● Records for this exercise
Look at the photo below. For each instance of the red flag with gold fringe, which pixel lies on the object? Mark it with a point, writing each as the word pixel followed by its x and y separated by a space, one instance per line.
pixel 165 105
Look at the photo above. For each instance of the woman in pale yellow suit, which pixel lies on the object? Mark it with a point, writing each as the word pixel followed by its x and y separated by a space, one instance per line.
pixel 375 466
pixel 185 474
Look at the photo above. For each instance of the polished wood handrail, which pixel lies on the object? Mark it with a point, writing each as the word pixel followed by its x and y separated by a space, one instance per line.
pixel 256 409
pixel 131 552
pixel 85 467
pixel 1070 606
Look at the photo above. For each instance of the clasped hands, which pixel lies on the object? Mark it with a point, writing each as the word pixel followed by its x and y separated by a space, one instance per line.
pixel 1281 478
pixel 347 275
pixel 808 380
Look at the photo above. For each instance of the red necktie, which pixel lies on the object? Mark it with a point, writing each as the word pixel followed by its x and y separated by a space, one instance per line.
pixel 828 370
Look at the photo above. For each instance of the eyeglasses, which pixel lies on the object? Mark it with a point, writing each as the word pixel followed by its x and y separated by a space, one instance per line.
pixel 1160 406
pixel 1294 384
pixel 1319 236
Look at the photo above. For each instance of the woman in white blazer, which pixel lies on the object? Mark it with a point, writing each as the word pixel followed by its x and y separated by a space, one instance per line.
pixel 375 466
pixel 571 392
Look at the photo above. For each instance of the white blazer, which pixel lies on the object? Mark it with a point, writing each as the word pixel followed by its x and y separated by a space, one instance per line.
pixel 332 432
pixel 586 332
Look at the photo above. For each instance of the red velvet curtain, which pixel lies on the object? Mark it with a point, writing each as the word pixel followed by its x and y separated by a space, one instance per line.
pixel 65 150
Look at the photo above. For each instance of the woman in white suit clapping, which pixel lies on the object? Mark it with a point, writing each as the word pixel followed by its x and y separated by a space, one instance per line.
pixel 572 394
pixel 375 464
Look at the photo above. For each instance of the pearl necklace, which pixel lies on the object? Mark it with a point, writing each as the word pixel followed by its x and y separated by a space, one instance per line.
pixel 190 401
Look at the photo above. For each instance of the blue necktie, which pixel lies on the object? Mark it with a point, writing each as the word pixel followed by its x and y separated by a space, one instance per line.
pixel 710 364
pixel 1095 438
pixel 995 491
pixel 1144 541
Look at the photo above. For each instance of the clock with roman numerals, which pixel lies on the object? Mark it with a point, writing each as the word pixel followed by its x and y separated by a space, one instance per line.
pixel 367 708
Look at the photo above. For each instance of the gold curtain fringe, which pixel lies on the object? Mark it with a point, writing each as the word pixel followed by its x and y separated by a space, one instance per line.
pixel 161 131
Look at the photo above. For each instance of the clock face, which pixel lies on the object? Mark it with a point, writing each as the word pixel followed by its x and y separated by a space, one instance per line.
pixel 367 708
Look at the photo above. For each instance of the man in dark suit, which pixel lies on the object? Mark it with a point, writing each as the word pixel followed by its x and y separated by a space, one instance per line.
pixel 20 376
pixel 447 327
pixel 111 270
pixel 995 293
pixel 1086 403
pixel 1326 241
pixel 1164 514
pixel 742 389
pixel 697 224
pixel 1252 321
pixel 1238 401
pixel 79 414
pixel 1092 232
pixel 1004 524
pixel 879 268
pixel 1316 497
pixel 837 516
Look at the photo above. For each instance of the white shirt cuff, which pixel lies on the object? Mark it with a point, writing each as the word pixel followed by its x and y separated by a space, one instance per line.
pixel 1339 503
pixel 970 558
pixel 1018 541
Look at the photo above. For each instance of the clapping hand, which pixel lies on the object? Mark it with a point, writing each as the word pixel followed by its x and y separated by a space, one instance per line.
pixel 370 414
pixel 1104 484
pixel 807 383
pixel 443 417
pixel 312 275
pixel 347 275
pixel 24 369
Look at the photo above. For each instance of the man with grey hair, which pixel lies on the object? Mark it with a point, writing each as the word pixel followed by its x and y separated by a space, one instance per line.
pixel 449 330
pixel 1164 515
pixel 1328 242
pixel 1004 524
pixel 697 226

● Work instructions
Render every line of the listing above as a Markdown table with the columns Row and Line. Number the rows in order and leave out any blank lines.

● The result
| Row | Line |
|---|---|
| 1 | Look at the photo below. For each instance of the red flag with gold fringe, which pixel lies on the object? Mark it with a point, writing each as the word pixel followed by its x and y separated by a space, one instance per line. |
| 2 | pixel 165 105 |
| 3 | Look at the photo above. For each instance of the woman in pale yellow suit, which pixel lies on the object? Mark it with a point, writing each as the word pixel followed by its x and y separated by a space, one instance per line. |
| 4 | pixel 375 466 |
| 5 | pixel 185 474 |
| 6 | Look at the photo above. For each instance of the polished wood handrail, which pixel lies on the object? Mark it with a point, writing each as the word pixel followed by its x and y separated by a space, one instance per line. |
| 7 | pixel 256 409 |
| 8 | pixel 131 552 |
| 9 | pixel 85 467 |
| 10 | pixel 1070 606 |
| 11 | Look at the photo above. For each instance of the clasped hands, which pixel lies on the object? Mark it with a point, writing each as the word pixel followed by its x and y separated by a space, one instance per line. |
| 12 | pixel 1281 478 |
| 13 | pixel 347 275 |
| 14 | pixel 808 380 |
| 15 | Look at the photo above. For each instance of the red necktie, which pixel lies on the object? Mark it with a point, writing each as the word pixel followed by its x and y separated by a space, one instance per line. |
| 16 | pixel 828 370 |
| 17 | Look at the photo above. For each instance of the eyeglasses, which pixel lies on the object? Mark it with a point, writing each as the word pixel followed by its x and y separated by a space, one instance per line. |
| 18 | pixel 1160 406 |
| 19 | pixel 1294 384 |
| 20 | pixel 1319 236 |
| 21 | Look at the photo above. For each instance of the woman in white blazer, which pixel lies on the object? Mark it with a point, writing each as the word pixel followed by its x and y separated by a space, one instance per line. |
| 22 | pixel 375 466 |
| 23 | pixel 571 392 |
| 24 | Look at the photo above. For each instance of the white blazer, which pixel lies on the object? Mark it with a point, writing each as the word pixel followed by its x and y separated by a space, one instance per line. |
| 25 | pixel 332 432 |
| 26 | pixel 586 332 |
| 27 | Look at the photo above. For each instance of the red velvet curtain, which pixel lies on the object? Mark it with a point, writing each as the word pixel followed by its x and y separated by a space, one instance per line. |
| 28 | pixel 65 150 |
| 29 | Look at the photo above. For each instance of the woman in white suit clapping, which pixel lies on the object? Mark it with a point, writing each as the word pixel followed by its x and y separated by a space, one instance per line. |
| 30 | pixel 572 394 |
| 31 | pixel 375 464 |
| 32 | Look at the photo above. For each instance of the pearl necklace, which pixel lies on the object? Mark it with a point, writing each as the word pixel followed by its x and y separated by a space, one instance per line. |
| 33 | pixel 190 401 |
| 34 | Look at the photo above. For each instance of the blue necktie, which pixel lies on the object? Mark it with a point, writing each as the word pixel followed by its x and y separated by a space, one instance per line. |
| 35 | pixel 710 364 |
| 36 | pixel 1095 438 |
| 37 | pixel 995 491 |
| 38 | pixel 1144 541 |
| 39 | Look at the photo above. For each instance of the clock with roman numerals, which pixel lies on the object? Mark it with a point, writing each as the word pixel followed by its x and y separated by a space, one instance per line. |
| 40 | pixel 367 708 |
| 41 | Look at the photo above. For each instance of the gold curtain fringe, which pixel lies on the object? Mark it with a point, writing each as the word pixel followed by its x and y separated by a space, one instance per line. |
| 42 | pixel 161 131 |
| 43 | Look at the photo above. For each instance of the clock face, which pixel lies on the object? Mark it with a point, writing each as the word pixel followed by its x and y separated by a space, one instance per line. |
| 44 | pixel 367 708 |
| 45 | Look at the photo above. For each instance of the man in dark suit, which pixel lies on the object? Mark it with a point, writing each as the word pixel followed by its x and y separated by a space, one instance per line. |
| 46 | pixel 20 376 |
| 47 | pixel 447 327 |
| 48 | pixel 111 270 |
| 49 | pixel 995 293 |
| 50 | pixel 1086 403 |
| 51 | pixel 1326 241 |
| 52 | pixel 1164 514 |
| 53 | pixel 742 389 |
| 54 | pixel 697 224 |
| 55 | pixel 1252 321 |
| 56 | pixel 1238 401 |
| 57 | pixel 79 414 |
| 58 | pixel 1092 232 |
| 59 | pixel 1004 524 |
| 60 | pixel 879 268 |
| 61 | pixel 1316 497 |
| 62 | pixel 837 516 |
| 63 | Look at the photo above. For each instance of the white shirt cuff, which pixel lies on the object? Mark it with a point, writing each as the word pixel followed by its x and y separated by a space, one instance per line. |
| 64 | pixel 1339 503 |
| 65 | pixel 970 558 |
| 66 | pixel 1018 541 |
| 67 | Look at the photo above. For each instance of the clapping hand, which pixel lies on the object? Mark it with a point, writing each as the word pixel followed by its x and y separated by a space, one instance per line. |
| 68 | pixel 370 414 |
| 69 | pixel 1104 484 |
| 70 | pixel 807 383 |
| 71 | pixel 443 417 |
| 72 | pixel 312 275 |
| 73 | pixel 347 275 |
| 74 | pixel 24 369 |
| 75 | Look at the photo above. For each instance of the man with grey hair, which pixel lies on the object? Mark it with a point, writing each as the word pixel followed by its x and y separated by a space, one instance per line. |
| 76 | pixel 449 330 |
| 77 | pixel 1164 515 |
| 78 | pixel 1328 242 |
| 79 | pixel 1004 524 |
| 80 | pixel 697 226 |